• _OBJECTIF VISÉ_:
D'après le passage, répondez brièvement :
(a) À quel moment la 600 CBR arrive-t-elle dans le garage ?
(b) Quel numéro porte Désirée ?
(c) Combien de pilotes sont acceptés en Supersport, et combien seront qualifiés pour les courses ?

Entre temps, on m’invite généreusement à me joindre au team Optimark pour faire la saison avec eux, j’accepte derechef, copains dans le team oblige, team manager sympa à la clé, moto avec plein de pièces dessus, tout ça tout ça. Mon arrivée étant tardive dans l’équipe, tout n’est pas tout à fait réglé, ce qui est plutôt normal. On s’arrange on se débrouille, je démarre la saison avec ma Kawa, avant que la 600 CBR, rebaptisée Désirée, arrive dans mon garage fin avril. Pile poil le temps de lui changer ses petits ressorts de soupapes, de la vêtir de sa robe rouge, grise et noire, et de faire une séance d’essai histoire de faire connaissance. Et comme on est déjà demain, c’est l’heure, grimpe dans le bateau, mon enfant. Large…

Jeudi soir, l’équipe est au complet. Stéphane, Ludo, Jessy, mes femmes, et Désirée. On se joint au team Optimark, aux potes, aux pilotes, aux valeureux bénévoles et vas y Bibi passe-moi le sel. Vendredi, je laisse mes mécanos se pencher sur la meule, faire les derniers ajustements, Stéph fronce un peu les sourcils, mais tout le monde a confiance.De mon côté, c’est un peu plus compliqué… place, je la connais : mes résultats du Manx Grand Prix (23ème en Senior, merde, quand même) me placeraient simplement tout en bas du tableau ici… Mais encore faut-il se qualifier… car sur l’ile de Man, tout a changé. Il y a quelques années encore, les organisateurs écumaient les circuits européens pour proposer des primes aux pilotes afin de remplir leur grille de départ.

Aujourd’hui, le TT connait un tel succès qu’il y a plus de demandes que de places disponibles. Les orgas ont donc généreusement accepté 95 pilotes en Supersport, sachant qu’il n’y en aura que 78 qualifiés pour les courses. Donc, il faudra être dans les 78 premiers aux qualifs. Oui, mais… Oui, mais les numéros que nous portons sur nos motos sont issus d’un classement reprenant nos meilleurs résultats des années précédentes, et Désirée porte le numéro 90. Donc, 89 mecs ont déjà roulé plus vite que moi ici. Et je n’ai pas envie de regarder les courses en spectateur. Je sais aussi que si je ne suis pas qualif, il n’y a que peu de chance que je sois à nouveau accepté l’année prochaine, et que mon rêve pourrait bien s’envoler à tout jamais. J’ai donc ma chance, elle est peut-être unique, et je veux la saisir.

• _INFORMATIONS FOURNIES_:
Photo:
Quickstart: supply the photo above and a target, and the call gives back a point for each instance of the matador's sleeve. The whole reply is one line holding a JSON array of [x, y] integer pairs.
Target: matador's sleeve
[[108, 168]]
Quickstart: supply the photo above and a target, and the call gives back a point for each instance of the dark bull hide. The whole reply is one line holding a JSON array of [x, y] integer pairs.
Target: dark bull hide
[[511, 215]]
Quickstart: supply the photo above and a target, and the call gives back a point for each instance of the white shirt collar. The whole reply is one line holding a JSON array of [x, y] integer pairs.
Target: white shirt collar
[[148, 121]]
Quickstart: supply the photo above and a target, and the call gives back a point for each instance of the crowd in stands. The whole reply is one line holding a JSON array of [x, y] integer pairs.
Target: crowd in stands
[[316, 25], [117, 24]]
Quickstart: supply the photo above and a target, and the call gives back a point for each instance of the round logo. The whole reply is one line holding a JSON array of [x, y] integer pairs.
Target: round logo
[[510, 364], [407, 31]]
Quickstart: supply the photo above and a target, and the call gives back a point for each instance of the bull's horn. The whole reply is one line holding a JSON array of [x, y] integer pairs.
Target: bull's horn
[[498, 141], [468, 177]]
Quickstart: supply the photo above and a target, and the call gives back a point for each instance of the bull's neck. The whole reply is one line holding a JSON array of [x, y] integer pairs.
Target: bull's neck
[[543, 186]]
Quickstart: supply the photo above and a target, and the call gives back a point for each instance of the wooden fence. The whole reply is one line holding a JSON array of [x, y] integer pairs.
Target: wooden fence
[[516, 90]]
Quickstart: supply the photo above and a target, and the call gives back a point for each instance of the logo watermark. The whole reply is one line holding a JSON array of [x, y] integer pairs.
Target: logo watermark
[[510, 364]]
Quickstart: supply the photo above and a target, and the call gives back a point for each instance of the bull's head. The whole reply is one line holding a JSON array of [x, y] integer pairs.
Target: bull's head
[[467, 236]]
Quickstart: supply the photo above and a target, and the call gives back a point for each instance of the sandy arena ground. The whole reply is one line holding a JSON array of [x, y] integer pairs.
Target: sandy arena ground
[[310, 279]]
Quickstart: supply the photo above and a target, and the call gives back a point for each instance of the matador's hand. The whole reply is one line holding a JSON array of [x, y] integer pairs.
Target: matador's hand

• _RÉSULTAT OBTENU_:
(a) Fin avril.
(b) Le numéro 90.
(c) 95 pilotes acceptés, 78 qualifiés.